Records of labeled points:
↓

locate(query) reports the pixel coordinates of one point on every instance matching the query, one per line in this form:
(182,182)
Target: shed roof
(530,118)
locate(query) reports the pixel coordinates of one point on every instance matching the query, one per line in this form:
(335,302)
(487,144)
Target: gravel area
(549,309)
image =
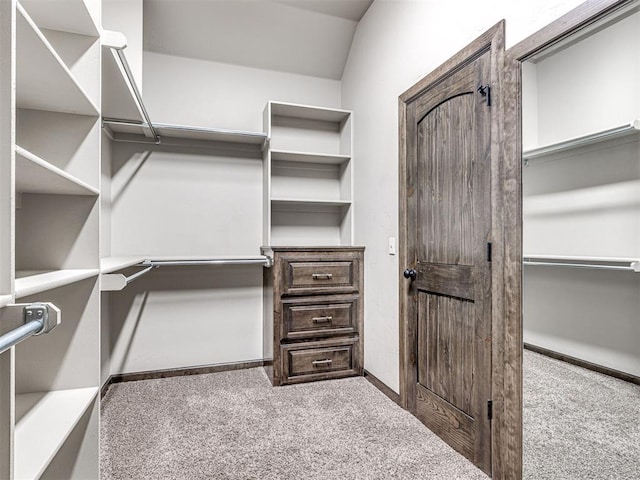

↑

__GOAL__:
Could you copy every line of the records above word for word, leaving out the pictures?

__TASK ANSWER__:
locate(query) reports the pixel coordinates of one point on every instance matching the query, one per line in this form:
(182,182)
Target: shed roof
(530,118)
locate(query) reports the pixel coordinates of one point on every instance matching the query, one per line in this form:
(335,302)
(487,144)
Target: gravel area
(549,309)
image =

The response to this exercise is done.